-- start Text shown --

These two resultant forces should be equal:

$$F_c=F_t$$

(14)

In the incremental-iterative method, the zero-net axial force condition is used to determine the correct vertical position of INA, ${\overline{z}}_{CL}$; it is more appropriate to express this condition as follows:

$$f\left({\overline{z}}_{CL}\right)=|(F_c-F_t)/(F_c+F_t)|=0$$

(15)

This equation can be solved iteratively using a quasi-Newton-Raphson method (for example, the secant method). The iterative scheme can be expressed as

$${\overline{z}}_{CL,i+1}={\overline{z}}_{CL,i}-\frac{f\left({\overline{z}}_{CL,i}\right)}{f^{\prime }\left({\overline{z}}_{CL,i}\right)}$$

(16)

Here, the derivative in the denominator is calculated numerically using a first-order forward difference type finite difference method. The iterations are stopped if $f<{\delta }_1$, where ${\delta }_1$ is the specified tolerance. Based on the authors’ experience, ${\delta }_1$ should be in the order of $1\times {10}^{-7}$.

With reference to Figure 3, the resultant tensile force, $F_t$, is located at the centroid, $C_t$, of the tensile area, $A_t$. Similarly, the resultant compressive force, $F_c$, is located at the centroid, $C_c$ of the tensile area, $A_c$. The coordinates of the centroids can be determined easily as follows:

$$\begin{array}{c}\hfill A_t={\sum }{A}_i\mathrm{for}{\sigma }_{x,i}>0\end{array}$$

(17a)

$$\begin{array}{c}\hfill A_c={\sum }{A}_i\mathrm{for}{\sigma }_{x,i}<0\end{array}$$

(17b)

$$\begin{array}{c}\hfill A_{t,\overline{z}}={\sum }{A}_i{z}_i\mathrm{for}{\sigma }_{x,i}>0\end{array}$$

(18a)

$$\begin{array}{c}\hfill A_{c,\overline{z}}={\sum }{A}_i{z}_i\mathrm{for}{\sigma }_{x,i}<0\end{array}$$

(18b)

$$\begin{array}{c}\hfill A_{t,\overline{y}}={\sum }{A}_i{y}_i\mathrm{for}{\sigma }_{x,i}>0\end{array}$$

(19a)

$$\begin{array}{c}\hfill A_{c,\overline{y}}={\sum }{A}_i{y}_i\mathrm{for}{\sigma }_{x,i}<0\end{array}$$

(19b)

$$\begin{array}{c}\hfill C_{t,z}=A_{t,\overline{z}}/F_t\end{array}$$

(20a)

$$\begin{array}{c}\hfill C_{t,y}=A_{t,\overline{y}}/F_t\end{array}$$

(20b)

-- end Text shown --

§ What to work on
(1) Give every line of the listing from the one containing "of the yellow" down to the end of the listing as a numbered list, leaving out blank lines.
(2) Carry the text on balancing tensile and compressive forces further, starting right after its last line.

-- start Material shown --

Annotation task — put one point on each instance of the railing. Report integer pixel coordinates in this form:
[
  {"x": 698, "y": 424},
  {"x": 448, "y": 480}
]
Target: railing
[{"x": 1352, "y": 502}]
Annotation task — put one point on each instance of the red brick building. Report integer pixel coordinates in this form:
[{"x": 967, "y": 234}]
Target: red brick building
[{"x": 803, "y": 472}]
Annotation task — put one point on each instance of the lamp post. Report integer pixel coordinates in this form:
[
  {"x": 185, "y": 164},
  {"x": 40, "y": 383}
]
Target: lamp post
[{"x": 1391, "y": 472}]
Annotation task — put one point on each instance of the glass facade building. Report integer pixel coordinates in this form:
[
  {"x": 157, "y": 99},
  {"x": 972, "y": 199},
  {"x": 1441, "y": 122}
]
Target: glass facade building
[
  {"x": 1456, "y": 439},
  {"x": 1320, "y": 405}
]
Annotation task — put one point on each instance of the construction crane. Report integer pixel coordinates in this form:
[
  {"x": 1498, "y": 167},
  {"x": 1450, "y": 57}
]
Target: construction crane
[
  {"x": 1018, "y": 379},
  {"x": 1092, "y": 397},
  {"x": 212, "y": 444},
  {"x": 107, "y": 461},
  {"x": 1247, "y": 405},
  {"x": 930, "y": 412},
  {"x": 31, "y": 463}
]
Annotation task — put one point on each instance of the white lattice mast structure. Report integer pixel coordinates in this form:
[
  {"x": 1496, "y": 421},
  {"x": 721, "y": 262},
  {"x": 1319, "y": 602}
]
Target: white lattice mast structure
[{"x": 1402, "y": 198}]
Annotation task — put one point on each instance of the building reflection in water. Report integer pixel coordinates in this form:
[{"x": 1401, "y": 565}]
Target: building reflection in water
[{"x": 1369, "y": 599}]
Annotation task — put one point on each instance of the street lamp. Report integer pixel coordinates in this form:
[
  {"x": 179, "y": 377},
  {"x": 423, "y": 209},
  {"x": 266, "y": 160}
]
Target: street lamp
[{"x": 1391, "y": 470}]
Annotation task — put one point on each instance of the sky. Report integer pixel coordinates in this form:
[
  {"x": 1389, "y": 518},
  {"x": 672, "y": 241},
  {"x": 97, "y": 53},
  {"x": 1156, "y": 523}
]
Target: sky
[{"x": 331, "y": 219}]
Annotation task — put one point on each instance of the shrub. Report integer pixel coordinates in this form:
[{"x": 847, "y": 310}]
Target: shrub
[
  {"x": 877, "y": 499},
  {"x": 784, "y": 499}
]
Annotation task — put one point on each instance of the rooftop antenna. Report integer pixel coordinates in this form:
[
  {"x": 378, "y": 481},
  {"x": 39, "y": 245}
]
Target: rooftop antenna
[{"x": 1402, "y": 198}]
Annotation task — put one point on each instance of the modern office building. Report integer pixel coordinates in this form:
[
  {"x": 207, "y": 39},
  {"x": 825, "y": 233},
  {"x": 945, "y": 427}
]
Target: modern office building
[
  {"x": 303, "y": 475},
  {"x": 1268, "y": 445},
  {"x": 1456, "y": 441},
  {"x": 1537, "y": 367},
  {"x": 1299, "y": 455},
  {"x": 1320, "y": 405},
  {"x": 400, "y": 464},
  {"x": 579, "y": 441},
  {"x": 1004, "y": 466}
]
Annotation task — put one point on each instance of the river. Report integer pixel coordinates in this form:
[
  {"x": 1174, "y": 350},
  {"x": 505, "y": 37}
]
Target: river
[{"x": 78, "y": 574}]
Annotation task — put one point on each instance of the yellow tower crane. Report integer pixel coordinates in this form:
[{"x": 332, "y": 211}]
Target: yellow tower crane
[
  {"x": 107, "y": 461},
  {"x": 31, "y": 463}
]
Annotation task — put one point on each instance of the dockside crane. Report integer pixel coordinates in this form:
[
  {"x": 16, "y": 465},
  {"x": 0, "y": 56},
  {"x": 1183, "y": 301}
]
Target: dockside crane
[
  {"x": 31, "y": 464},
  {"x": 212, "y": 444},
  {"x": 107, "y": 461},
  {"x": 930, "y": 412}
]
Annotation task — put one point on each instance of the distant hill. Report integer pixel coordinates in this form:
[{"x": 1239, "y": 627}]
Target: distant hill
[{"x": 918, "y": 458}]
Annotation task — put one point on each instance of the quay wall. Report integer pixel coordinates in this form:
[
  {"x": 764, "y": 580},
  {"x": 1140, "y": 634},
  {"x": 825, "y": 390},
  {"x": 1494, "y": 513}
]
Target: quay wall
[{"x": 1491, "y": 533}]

-- end Material shown --

§ Solved tasks
(1)
1. Annotation task — put one point on each instance of the yellow tower crane. Report integer pixel coordinates in this form:
2. [{"x": 332, "y": 211}]
3. Target: yellow tower crane
4. [
5.   {"x": 107, "y": 461},
6.   {"x": 31, "y": 463}
7. ]
8. Annotation task — put one point on each instance of the dockside crane. Report integer pixel coordinates in this form:
9. [
10.   {"x": 16, "y": 465},
11.   {"x": 0, "y": 56},
12.   {"x": 1183, "y": 301}
13. ]
14. Target: dockside crane
15. [
16.   {"x": 31, "y": 464},
17.   {"x": 212, "y": 444},
18.   {"x": 107, "y": 461},
19.   {"x": 930, "y": 412}
20. ]
21. Annotation task — put one point on each instance of the distant hill. Report integer pixel coordinates in this form:
22. [{"x": 1239, "y": 627}]
23. Target: distant hill
24. [{"x": 918, "y": 458}]
25. Annotation task — put one point on each instance of the quay wall. Report integer pixel coordinates in this form:
26. [
27.   {"x": 764, "y": 580},
28.   {"x": 1140, "y": 634},
29.   {"x": 825, "y": 390},
30.   {"x": 1494, "y": 513}
31. ]
32. Target: quay wall
33. [{"x": 1491, "y": 533}]

(2)
$$\begin{array}{c}\hfill C_{c,z}=A_{c,\overline{z}}/F_c\end{array}$$

(20c)

$$\begin{array}{c}\hfill C_{c,y}=A_{c,\overline{y}}/F_c\end{array}$$

(20d)

Here, $C_{t,z}$ and $C_{t,y}$ denote the z and y coordinates of $C_t$, respectively. Similarly, $C_{c,z}$ and $C_{c,y}$ denote the z and y coordinates of $C_c$, respectively.

A plane through the centroids, $C_t$ and $C_c$, is the plane of the loads for the beam. Therefore, the angle associated with this plane must correspond to the direction of the external bending moment. From Figure 3, this condition can be expressed using the angle $\gamma$ as follows:

$$\gamma =\left\{\begin{array}{cc}\pi /2\hfill & \mathrm{if}|C_{c,y}-C_{t,y}|=0\hfill \\ arctan\left(\frac{|C_{c,z}-C_{t,z}|}{|C_{c,y}-C_{t,y}|}\right)\hfill & \mathrm{else}\hfill \end{array}\right.$$

(21)

$$g\left(\alpha \right)=\left\{\begin{array}{cc}\varphi -\gamma -\pi /2=0\hfill & \mathrm{for}\alpha \ge 0\hfill \\ \varphi -\gamma +\pi /2=0\hfill & \mathrm{for}\alpha <0\hfill \end{array}\right.$$

(22)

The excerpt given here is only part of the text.